__EXERCISE GOAL__
Locate each line in the rows below that contains the string "blurred" and copy those lines out in full.

__Location identification items__
↓
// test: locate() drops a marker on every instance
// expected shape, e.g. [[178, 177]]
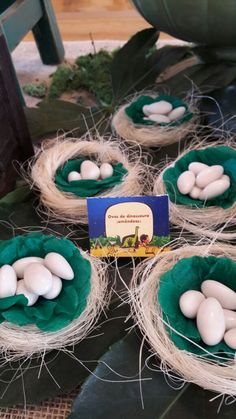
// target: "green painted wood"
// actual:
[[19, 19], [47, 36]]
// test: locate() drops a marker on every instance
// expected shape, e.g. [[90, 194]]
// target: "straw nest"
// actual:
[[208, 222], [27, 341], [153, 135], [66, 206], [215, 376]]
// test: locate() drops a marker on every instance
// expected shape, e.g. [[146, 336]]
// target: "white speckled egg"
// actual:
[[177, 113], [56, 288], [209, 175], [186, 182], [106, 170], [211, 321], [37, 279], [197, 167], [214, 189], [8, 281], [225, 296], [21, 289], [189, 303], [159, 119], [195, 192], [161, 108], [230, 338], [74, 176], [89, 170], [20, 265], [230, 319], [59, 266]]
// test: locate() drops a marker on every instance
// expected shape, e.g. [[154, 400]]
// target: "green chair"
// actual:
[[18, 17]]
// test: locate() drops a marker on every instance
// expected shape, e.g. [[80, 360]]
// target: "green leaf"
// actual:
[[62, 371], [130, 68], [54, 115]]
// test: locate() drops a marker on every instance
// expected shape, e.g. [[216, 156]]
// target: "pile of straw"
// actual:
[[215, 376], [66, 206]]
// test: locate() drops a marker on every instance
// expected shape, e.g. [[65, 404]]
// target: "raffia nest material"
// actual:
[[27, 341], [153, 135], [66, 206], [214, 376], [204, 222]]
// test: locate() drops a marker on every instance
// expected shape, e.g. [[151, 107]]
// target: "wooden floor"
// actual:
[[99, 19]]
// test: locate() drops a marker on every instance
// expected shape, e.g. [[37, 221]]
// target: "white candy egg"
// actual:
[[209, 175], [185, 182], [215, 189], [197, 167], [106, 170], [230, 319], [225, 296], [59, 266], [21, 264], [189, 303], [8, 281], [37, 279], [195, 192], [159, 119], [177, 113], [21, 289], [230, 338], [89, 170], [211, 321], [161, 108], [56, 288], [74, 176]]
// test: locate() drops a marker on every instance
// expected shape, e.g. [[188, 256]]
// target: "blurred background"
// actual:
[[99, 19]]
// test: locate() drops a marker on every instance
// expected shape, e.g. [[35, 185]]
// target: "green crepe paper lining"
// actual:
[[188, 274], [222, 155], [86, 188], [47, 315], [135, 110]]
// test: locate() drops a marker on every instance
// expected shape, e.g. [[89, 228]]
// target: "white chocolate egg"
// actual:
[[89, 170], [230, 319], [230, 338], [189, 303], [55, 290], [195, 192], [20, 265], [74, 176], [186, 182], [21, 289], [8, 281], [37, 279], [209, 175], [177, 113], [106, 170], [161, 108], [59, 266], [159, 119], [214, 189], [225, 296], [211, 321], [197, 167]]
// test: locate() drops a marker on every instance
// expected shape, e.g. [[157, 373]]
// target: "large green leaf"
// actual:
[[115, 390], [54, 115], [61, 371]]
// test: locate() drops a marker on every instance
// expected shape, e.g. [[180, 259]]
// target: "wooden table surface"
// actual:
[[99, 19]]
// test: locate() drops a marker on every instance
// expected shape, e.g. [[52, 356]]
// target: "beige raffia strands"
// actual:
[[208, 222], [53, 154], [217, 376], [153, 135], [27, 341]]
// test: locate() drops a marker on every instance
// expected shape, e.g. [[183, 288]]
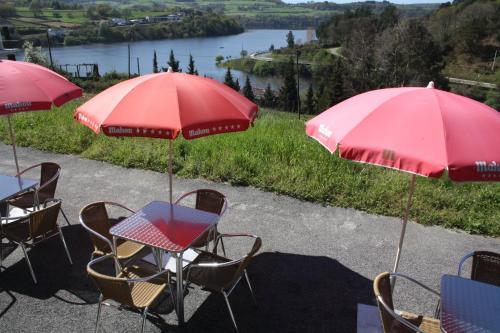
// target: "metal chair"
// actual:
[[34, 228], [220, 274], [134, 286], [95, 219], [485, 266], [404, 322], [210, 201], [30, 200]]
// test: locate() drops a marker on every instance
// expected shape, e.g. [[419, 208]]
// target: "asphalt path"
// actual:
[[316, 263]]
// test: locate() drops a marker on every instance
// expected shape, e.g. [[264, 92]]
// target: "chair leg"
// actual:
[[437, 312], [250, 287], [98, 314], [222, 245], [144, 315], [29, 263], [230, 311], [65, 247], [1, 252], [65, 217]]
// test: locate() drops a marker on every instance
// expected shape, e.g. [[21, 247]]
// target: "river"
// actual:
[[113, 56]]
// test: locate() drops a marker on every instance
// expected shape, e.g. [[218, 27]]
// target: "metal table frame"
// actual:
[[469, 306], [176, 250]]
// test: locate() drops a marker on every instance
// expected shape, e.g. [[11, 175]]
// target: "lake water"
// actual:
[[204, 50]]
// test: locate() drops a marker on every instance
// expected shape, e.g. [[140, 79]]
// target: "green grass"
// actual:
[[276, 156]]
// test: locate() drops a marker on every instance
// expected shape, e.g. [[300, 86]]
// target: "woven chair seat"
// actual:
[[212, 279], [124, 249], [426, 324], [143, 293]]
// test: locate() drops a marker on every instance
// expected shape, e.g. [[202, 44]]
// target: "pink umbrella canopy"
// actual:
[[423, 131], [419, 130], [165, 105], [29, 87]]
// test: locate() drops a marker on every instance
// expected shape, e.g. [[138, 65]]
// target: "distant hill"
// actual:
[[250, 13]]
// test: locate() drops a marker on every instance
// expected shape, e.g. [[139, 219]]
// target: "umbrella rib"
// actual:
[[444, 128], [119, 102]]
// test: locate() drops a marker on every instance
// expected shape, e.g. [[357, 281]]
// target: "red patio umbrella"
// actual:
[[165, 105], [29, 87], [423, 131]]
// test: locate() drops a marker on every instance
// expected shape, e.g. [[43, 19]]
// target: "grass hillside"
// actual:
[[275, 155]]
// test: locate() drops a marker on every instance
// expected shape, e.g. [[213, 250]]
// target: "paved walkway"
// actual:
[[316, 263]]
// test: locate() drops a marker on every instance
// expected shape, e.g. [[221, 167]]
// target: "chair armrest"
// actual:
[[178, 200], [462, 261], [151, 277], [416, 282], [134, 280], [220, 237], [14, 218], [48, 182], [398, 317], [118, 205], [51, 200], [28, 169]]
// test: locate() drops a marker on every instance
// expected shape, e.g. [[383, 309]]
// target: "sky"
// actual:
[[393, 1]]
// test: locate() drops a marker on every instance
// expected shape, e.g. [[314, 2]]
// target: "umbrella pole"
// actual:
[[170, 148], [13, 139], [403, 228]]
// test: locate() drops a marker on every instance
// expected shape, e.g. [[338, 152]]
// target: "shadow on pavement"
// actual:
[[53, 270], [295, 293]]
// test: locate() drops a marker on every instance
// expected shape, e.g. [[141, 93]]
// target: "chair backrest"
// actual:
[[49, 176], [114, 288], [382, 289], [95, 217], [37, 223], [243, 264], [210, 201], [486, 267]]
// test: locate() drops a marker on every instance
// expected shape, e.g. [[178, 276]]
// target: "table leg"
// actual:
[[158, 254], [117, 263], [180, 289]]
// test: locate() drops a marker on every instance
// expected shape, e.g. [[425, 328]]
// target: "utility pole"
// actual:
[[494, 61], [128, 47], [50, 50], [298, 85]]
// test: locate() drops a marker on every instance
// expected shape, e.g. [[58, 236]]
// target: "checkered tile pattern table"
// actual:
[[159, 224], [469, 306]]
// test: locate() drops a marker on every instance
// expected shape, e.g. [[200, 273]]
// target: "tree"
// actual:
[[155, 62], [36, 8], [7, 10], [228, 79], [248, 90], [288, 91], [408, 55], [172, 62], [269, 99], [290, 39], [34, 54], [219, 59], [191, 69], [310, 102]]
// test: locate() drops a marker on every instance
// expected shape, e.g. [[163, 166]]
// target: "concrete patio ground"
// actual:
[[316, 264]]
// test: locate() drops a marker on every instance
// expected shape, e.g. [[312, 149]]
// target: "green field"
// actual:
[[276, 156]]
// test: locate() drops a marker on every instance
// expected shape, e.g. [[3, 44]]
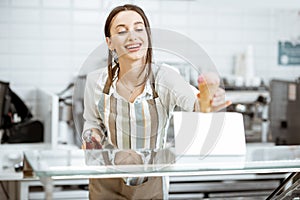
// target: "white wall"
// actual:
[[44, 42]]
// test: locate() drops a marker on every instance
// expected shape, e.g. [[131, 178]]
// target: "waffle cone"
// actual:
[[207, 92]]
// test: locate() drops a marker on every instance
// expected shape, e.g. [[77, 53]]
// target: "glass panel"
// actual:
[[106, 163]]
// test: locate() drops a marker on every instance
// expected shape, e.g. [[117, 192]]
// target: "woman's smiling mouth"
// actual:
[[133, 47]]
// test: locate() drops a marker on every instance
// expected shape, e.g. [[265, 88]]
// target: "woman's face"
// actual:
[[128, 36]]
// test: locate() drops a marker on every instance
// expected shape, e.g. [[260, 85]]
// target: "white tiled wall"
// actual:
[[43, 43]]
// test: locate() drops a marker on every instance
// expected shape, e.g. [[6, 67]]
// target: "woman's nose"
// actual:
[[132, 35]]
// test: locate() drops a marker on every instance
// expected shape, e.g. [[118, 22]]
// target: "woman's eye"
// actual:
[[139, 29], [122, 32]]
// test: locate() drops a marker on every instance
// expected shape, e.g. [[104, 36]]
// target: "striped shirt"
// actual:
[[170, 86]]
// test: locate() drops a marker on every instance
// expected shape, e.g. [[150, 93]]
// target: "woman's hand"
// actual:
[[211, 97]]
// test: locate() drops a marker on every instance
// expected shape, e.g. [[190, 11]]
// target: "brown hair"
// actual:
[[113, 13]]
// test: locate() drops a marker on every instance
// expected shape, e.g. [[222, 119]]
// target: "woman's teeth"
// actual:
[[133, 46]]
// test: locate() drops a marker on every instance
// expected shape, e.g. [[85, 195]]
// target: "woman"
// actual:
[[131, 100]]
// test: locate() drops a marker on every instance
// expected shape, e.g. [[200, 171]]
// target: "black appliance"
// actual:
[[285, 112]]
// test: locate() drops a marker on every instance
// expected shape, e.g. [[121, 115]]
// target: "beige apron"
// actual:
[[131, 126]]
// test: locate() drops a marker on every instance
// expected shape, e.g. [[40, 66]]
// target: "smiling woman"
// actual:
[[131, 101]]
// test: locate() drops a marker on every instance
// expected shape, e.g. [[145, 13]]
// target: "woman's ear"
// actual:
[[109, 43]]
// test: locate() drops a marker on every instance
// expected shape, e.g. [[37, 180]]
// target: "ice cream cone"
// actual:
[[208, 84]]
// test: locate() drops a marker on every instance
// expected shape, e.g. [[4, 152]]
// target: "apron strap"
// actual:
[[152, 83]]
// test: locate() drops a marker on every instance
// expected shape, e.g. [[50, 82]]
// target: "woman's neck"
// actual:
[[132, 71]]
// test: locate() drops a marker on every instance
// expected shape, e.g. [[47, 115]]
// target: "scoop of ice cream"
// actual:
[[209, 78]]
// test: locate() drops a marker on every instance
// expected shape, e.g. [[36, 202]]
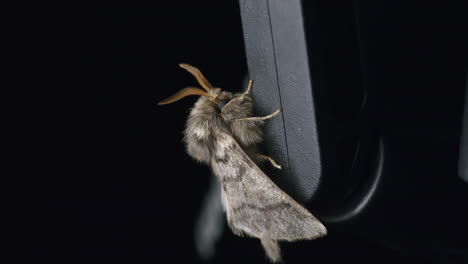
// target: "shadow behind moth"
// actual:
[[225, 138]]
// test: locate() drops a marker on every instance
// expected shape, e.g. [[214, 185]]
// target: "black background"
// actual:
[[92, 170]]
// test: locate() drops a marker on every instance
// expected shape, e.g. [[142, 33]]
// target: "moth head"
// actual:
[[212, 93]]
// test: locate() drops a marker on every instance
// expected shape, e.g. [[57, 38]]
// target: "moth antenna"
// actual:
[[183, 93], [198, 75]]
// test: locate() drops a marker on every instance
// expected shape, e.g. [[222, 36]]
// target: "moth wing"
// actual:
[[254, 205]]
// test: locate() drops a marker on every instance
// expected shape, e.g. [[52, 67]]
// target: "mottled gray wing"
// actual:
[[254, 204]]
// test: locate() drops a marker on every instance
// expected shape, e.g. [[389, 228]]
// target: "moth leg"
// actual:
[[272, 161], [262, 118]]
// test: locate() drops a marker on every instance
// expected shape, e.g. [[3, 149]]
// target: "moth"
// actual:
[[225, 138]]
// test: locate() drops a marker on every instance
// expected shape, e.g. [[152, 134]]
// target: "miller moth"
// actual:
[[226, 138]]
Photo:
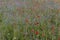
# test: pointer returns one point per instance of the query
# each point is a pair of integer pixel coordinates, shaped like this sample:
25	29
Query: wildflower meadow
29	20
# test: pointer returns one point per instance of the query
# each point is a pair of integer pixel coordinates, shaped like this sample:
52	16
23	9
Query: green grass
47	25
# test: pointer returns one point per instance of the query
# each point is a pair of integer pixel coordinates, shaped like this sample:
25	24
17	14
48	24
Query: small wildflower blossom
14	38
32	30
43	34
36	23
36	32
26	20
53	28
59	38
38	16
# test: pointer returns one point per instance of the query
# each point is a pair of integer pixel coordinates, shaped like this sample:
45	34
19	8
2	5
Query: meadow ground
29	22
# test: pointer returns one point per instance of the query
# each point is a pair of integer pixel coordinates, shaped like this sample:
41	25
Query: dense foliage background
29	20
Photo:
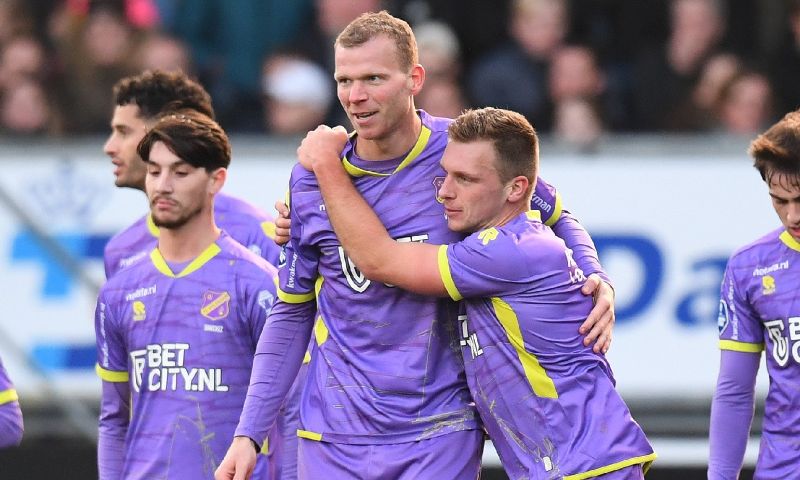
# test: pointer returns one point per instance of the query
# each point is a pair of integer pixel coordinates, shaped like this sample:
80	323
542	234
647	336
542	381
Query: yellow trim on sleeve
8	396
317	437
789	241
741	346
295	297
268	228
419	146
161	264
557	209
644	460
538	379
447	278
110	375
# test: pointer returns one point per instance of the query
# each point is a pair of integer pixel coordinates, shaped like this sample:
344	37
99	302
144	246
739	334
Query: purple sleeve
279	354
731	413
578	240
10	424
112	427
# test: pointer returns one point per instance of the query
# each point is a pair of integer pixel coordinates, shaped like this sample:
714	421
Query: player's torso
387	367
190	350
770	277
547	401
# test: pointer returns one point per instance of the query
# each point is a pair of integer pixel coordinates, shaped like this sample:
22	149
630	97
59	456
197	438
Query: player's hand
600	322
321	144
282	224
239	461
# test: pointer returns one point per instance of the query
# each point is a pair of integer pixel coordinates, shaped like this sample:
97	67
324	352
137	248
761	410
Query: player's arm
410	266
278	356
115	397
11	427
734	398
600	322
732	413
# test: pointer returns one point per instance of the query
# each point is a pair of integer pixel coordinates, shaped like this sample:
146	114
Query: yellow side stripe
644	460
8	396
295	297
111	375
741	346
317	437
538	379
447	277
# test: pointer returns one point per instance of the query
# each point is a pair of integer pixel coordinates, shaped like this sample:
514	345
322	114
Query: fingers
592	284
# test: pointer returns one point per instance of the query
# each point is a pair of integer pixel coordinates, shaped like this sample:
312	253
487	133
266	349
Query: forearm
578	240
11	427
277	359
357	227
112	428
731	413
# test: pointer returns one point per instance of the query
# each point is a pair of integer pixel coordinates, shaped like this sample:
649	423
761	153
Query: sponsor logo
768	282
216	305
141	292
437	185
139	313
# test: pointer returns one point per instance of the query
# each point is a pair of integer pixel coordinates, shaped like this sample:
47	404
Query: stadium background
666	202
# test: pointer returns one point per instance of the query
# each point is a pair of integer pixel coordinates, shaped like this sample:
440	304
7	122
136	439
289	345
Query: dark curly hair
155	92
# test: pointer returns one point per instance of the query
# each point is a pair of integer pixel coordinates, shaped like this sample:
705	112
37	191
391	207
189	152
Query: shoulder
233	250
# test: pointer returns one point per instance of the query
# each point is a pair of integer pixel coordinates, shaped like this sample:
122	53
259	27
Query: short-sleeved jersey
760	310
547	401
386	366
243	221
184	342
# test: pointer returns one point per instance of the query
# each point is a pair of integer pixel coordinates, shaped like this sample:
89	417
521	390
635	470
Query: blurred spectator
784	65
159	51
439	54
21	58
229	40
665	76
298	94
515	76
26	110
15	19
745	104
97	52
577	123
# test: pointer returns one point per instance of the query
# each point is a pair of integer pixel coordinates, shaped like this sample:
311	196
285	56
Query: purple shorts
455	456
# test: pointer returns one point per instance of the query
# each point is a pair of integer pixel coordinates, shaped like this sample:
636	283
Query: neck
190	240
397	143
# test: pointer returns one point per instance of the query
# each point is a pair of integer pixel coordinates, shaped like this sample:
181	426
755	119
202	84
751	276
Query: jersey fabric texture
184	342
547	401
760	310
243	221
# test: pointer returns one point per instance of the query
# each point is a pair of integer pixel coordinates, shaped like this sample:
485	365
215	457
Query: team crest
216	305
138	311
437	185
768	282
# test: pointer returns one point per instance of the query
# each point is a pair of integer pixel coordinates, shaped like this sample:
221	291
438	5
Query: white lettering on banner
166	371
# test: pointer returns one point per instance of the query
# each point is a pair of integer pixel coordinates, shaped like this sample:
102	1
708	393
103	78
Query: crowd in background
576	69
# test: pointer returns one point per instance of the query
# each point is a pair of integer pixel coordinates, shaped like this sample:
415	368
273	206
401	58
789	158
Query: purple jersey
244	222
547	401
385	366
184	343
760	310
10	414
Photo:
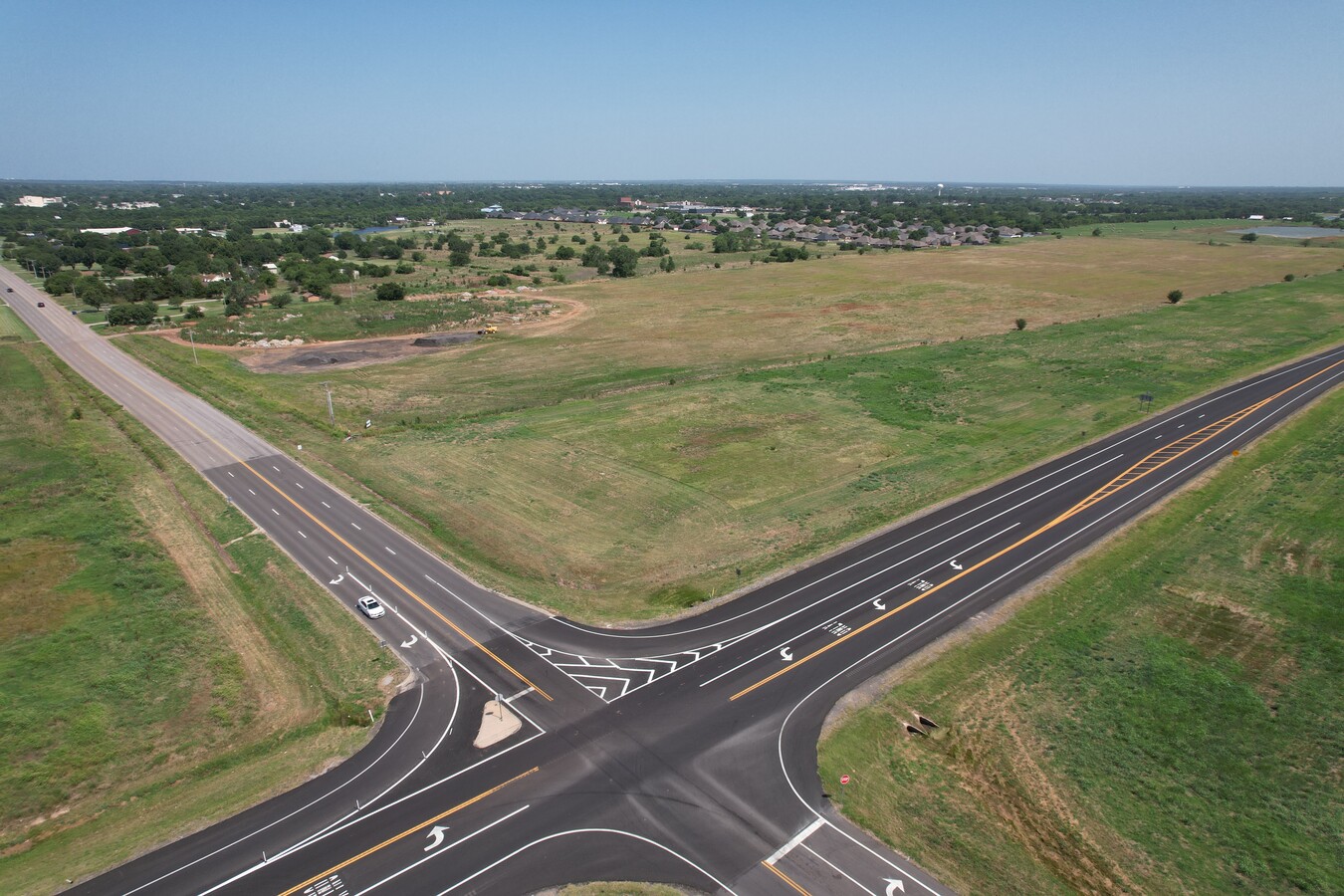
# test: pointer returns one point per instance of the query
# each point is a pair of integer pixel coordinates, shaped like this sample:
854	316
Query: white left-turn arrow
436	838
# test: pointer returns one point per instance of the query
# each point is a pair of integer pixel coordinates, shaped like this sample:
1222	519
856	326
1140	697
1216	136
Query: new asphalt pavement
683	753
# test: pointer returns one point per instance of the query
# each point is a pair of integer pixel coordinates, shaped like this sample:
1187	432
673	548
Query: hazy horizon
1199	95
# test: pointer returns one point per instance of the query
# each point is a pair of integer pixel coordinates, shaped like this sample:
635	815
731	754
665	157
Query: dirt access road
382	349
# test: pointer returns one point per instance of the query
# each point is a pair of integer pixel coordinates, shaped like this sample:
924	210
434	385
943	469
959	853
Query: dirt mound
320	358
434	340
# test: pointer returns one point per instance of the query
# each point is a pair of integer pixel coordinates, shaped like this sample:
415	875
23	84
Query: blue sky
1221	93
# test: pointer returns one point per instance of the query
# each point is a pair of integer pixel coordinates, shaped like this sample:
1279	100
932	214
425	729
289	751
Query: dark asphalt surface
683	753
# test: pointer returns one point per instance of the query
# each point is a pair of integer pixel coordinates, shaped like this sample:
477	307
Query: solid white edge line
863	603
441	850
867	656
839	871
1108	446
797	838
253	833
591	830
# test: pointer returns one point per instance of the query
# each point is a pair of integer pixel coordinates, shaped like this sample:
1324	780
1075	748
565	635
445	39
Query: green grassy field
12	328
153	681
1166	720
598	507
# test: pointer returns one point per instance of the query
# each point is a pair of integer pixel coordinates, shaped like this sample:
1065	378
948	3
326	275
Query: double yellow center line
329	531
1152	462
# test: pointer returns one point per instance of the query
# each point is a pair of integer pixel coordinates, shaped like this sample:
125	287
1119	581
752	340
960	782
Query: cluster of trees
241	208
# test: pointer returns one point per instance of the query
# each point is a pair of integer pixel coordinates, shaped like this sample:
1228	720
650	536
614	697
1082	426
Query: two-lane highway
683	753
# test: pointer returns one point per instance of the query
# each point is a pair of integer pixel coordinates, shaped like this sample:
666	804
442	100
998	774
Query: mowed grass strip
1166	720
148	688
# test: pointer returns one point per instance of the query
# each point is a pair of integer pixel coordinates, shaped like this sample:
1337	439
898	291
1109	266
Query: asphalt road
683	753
↑
__RESULT OF THIS TASK__
// target: "blurred background"
Query: blurred spectator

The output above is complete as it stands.